▶ _Excerpted passage_:
# Model Skyline



## Ian.W (Mar 30, 2007)

I just bought this the other day 










Sold as brand new condition, only £46, I think it will look well on my computer bench, real eye catcher.

Just wondering what model cars other people on here have either as one off’s or as part of a collection.

Skyline’s or other cars, fancy posting pictures and showing off you're favourite ones ??


----------



## Thrust (Jun 8, 2004)

http://www.gtr.co.uk/forum/upload/4...tic-etc.html?highlight=mini+cars+scale+models
This thread is one that has been ticking over gently. There are others here, I think.

PS I like the look of that one!


----------



## ajilopez (Jun 24, 2007)

here's mine =) same 1;18 scale z-tune as yours. and a 1:10 z-tune rc by tamiya. 
































im now working on the full interior for the Rc. i use the autoart z-tune as reference =)


----------



## chris singleton (Jul 20, 2005)

Love the Z-Tune, where can you buy one of those?

I'd love a black 34 also but not been able to find one


----------



## Ian.W (Mar 30, 2007)

Thrust said:


> http://www.gtr.co.uk/forum/upload/4...tic-etc.html?highlight=mini+cars+scale+models
> This thread is one that has been ticking over gently. There are others here, I think.
> 
> PS I like the look of that one!


i did a search so as hoped not to repost but i never found that thred.


----------



## Ian.W (Mar 30, 2007)

chris singleton said:


> Love the Z-Tune, where can you buy one of those?
> 
> I'd love a black 34 also but not been able to find one



i was lucky and found it on ebay, the company that makes them is called autoart Welcome AUTOart

contact them and say that your in the UK as i was told there getting some more in at the end of this month. 

i was going to order one from them untill i saw this on on ebay.

ian


----------



## Ian.W (Mar 30, 2007)

▶ _Input records_:

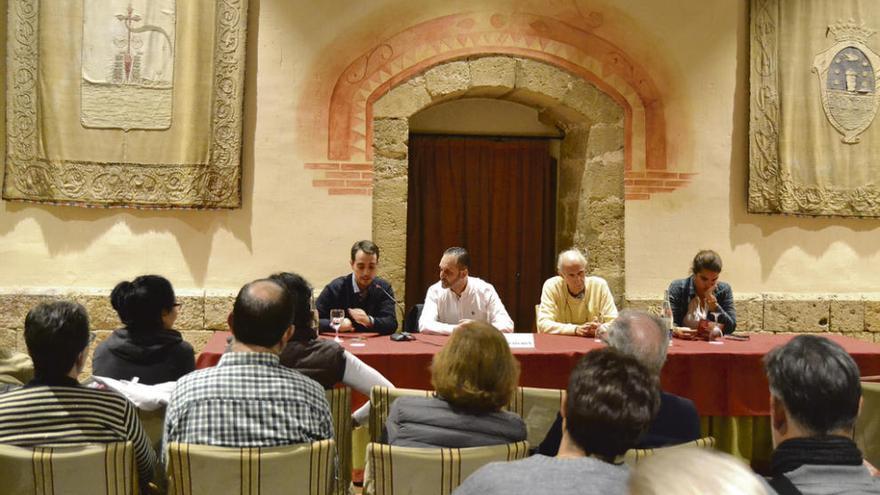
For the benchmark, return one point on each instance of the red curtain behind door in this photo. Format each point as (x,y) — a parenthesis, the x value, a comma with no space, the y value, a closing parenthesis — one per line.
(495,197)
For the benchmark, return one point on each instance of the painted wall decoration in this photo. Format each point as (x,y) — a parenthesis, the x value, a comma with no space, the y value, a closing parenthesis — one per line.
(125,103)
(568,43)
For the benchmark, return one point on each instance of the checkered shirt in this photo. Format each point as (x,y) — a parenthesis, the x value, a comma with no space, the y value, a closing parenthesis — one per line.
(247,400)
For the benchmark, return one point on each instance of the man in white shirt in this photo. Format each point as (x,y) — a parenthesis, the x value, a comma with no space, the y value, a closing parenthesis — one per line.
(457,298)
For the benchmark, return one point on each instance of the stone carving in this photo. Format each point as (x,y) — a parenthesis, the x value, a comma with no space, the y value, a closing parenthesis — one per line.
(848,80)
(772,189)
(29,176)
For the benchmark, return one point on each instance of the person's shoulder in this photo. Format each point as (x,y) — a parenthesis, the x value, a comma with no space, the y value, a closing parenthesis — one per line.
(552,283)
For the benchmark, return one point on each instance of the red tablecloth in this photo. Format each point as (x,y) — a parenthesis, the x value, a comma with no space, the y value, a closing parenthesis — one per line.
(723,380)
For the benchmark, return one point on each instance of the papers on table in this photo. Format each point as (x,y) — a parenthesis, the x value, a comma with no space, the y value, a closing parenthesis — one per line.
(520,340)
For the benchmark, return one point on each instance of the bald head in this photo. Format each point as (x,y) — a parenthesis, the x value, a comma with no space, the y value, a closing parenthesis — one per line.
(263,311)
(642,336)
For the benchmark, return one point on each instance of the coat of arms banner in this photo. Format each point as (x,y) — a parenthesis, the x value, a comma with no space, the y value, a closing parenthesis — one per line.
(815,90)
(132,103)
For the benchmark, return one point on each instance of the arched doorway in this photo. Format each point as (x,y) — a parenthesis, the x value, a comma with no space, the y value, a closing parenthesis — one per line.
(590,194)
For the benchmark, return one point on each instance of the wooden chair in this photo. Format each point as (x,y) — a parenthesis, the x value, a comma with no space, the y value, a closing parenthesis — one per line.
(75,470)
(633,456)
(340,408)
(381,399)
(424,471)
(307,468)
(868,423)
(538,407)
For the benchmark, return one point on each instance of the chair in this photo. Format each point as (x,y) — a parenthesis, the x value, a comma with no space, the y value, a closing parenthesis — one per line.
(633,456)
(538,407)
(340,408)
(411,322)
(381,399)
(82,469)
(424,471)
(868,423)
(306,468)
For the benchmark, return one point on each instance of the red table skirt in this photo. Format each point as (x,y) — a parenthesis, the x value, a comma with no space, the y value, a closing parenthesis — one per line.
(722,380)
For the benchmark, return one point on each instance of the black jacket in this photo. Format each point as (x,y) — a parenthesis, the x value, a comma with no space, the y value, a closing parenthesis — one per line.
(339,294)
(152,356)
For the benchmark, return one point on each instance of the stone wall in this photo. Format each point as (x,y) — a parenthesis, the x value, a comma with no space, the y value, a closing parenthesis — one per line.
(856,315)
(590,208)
==
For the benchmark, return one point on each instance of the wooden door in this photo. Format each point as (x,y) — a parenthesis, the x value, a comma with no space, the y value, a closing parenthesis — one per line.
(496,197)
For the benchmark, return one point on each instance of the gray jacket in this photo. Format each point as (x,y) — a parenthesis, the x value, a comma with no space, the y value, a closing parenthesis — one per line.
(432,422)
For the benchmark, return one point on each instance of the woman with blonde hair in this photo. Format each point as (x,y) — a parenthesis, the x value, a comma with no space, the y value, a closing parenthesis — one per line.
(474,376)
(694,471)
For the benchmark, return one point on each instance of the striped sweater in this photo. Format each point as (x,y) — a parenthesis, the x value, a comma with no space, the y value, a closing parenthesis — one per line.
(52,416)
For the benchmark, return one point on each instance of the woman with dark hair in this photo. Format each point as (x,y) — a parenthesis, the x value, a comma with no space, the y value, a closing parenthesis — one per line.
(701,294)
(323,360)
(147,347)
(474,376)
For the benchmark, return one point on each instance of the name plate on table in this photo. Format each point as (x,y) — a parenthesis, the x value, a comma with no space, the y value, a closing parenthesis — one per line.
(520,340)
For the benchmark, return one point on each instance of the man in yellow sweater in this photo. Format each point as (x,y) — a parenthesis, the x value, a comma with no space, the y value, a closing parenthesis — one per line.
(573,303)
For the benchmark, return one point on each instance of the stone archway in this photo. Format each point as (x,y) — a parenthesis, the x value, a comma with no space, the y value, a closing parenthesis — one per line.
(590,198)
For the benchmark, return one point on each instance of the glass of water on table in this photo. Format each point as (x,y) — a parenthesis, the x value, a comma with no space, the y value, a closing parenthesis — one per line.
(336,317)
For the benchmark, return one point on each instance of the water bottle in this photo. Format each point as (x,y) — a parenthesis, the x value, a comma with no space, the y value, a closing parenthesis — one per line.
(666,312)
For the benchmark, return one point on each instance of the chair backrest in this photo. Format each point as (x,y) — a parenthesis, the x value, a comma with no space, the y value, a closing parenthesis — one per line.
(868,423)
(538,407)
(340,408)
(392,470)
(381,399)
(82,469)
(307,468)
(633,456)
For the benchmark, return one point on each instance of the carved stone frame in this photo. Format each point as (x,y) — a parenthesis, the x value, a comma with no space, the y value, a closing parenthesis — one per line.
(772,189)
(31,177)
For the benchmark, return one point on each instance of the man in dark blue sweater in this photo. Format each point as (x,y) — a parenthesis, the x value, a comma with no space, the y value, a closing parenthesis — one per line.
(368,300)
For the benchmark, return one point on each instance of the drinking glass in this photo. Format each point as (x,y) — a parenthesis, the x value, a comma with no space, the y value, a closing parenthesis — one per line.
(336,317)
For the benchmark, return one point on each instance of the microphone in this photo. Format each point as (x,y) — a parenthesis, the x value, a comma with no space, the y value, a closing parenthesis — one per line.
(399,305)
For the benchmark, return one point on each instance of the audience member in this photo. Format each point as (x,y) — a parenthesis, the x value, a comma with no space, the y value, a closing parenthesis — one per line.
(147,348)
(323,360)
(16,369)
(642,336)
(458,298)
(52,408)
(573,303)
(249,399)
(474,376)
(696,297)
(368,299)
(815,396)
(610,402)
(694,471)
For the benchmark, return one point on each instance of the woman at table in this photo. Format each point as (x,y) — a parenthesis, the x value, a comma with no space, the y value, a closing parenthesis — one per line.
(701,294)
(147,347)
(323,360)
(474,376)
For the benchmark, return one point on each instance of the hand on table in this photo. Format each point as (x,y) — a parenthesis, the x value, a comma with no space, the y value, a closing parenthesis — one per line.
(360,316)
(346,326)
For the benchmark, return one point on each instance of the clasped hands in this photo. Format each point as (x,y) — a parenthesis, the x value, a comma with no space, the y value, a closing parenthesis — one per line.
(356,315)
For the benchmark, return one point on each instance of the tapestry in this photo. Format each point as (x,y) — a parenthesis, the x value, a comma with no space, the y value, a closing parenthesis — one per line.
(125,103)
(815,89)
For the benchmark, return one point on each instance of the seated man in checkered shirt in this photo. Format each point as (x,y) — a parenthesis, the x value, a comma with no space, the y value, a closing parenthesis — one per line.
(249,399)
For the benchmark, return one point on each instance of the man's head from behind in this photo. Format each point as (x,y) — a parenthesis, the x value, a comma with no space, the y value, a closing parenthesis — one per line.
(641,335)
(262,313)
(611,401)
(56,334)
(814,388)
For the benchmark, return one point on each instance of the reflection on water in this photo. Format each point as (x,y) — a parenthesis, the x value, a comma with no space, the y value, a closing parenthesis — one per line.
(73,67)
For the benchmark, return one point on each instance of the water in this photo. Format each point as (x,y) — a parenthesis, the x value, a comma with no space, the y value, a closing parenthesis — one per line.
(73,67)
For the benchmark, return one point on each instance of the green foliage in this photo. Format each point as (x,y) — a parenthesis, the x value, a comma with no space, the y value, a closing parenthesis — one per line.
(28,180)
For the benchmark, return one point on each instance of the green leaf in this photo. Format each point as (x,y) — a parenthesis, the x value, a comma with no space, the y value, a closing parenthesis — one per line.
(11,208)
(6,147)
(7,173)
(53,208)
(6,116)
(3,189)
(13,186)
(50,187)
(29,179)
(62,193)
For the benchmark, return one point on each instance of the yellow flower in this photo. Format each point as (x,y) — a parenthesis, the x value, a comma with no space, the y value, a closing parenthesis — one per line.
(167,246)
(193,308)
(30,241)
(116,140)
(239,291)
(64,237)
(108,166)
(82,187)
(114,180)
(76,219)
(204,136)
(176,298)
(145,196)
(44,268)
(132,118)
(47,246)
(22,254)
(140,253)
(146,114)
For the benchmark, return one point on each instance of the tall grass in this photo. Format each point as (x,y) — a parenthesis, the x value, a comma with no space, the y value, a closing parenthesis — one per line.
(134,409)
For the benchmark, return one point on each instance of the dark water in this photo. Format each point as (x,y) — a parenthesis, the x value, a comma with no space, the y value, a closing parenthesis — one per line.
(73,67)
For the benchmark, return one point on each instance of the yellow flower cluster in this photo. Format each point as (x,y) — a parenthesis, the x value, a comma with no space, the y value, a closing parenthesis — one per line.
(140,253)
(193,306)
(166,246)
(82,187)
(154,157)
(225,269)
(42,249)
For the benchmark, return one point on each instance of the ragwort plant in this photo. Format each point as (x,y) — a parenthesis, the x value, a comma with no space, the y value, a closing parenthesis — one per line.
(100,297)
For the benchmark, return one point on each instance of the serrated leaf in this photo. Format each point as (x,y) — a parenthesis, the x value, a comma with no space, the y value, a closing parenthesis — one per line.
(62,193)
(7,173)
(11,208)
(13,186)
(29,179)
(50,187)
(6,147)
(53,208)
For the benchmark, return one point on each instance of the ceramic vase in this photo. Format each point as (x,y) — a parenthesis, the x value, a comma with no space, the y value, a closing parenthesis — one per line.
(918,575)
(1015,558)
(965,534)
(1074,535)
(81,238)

▶ _Given request 1_: Please pick out every line in the entries that contains the word "checkered".
▶ _Given request 2_: Supply the next part of the forum thread about model Skyline cars, continuing from the point where it stops.

▶ _Exercise output 1_:
For the benchmark, return one point on each instance of the checkered shirt in this photo. Format each point as (x,y) — a parenthesis, the x value, a comma with no space, the y value, a closing parenthesis — one per line.
For the benchmark, return one point on each instance of the seated man in checkered shirt in this photo. Format each point as (x,y) — a parenthesis, the x value, a comma with no space, the y value, a closing parenthesis — one per line.

▶ _Exercise output 2_:
ajilopez said:


> here's mine =) same 1;18 scale z-tune as yours. and a 1:10 z-tune rc by tamiya.
> im now working on the full interior for the Rc. i use the autoart z-tune as reference =)


looks cool, dont think i'm skillfull enough to actually make one from a kit.


----------



## tarmac terror (Jul 16, 2003)

I collect Autoart 1:18 myself. First one I bought was a white R34GTR.








I also have:-
R32GTR (gunmetal)








R34JGTC (calsonic)








Porsche 996 GT3RS (white/red)








Lancia Integrale (martini livery) (Sunstar)
BMW E46 M3conv (Cant remember the colour!!)
RS200 (Ford Motorsport livery) (Ricko)
Classic Impreza Rally (Burns) - Nice and rare!!
New age Impreza Rally (Burns)










Got a BIG wish list of Autoart stuff but REALLY fancy the
Lancia Fulvia 








and Fiat 131 Mirafiori Rally cars.

TT


----------



## Ian.W (Mar 30, 2007)

nice collection tarmac terror

after fumbling through some boxes in my grandparents loft I found a couple more that I used to play with as a kid many moons ago


a nice un-touched merc


















a old f40 and a lambo countash


----------



## m92fs (May 10, 2007)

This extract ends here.